WHAT IS EXPECTED:
Rewrite the listing below with each "Pick out" changed to "Locate" and every other word left untouched.

INPUT FOR THIS TASK:
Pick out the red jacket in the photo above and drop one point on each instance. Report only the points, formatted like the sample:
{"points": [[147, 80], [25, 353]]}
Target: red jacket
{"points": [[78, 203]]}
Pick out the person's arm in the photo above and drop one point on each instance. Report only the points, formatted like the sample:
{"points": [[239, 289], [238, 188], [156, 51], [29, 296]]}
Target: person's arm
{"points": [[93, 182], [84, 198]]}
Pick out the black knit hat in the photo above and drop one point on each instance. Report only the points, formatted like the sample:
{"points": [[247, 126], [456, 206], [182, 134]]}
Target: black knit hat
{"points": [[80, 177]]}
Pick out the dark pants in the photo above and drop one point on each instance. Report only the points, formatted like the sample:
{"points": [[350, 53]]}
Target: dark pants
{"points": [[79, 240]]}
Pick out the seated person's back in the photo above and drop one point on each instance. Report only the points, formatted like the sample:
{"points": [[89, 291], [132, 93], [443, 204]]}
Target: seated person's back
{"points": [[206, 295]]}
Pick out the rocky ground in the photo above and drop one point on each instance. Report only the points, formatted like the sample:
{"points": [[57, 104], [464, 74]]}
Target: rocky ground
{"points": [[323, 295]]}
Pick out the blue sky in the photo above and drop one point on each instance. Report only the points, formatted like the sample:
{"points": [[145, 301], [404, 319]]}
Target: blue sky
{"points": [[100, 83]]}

PROBLEM SOLUTION:
Locate the red jacket in the photo above and drop one point on each instance. Report only the points, formatted like the sample:
{"points": [[147, 80], [25, 353]]}
Target: red jacket
{"points": [[78, 203]]}
Locate the person's arm in the photo above and drop one point on each instance. Report only the points, formatted like the sample:
{"points": [[239, 289], [238, 188], [156, 51], [29, 296]]}
Target: person's arm
{"points": [[93, 182], [84, 198]]}
Locate the black knit hat in the photo above and drop one point on each instance. Report only the points, formatted like the sample:
{"points": [[247, 126], [456, 206], [182, 134]]}
Target: black knit hat
{"points": [[80, 177]]}
Locate the dark pants in the photo above and drop one point on each instance. Report only the points, formatted like the sample:
{"points": [[350, 53]]}
Target: dark pants
{"points": [[79, 240]]}
Locate the seated person's back in the photo above and drop one point on each instance. Report only the points, formatted like the sample:
{"points": [[89, 291], [132, 93], [443, 204]]}
Target: seated person's back
{"points": [[206, 295]]}
Locate the rocky ground in the photo above and drop one point on each instance. Report only the points, formatted like the sample:
{"points": [[57, 104], [464, 74]]}
Target: rocky ground
{"points": [[323, 295]]}
Locate the blue sky in the photo above and drop one point on each instance. Report only the points, formatted like the sample:
{"points": [[145, 301], [404, 319]]}
Target: blue sky
{"points": [[100, 83]]}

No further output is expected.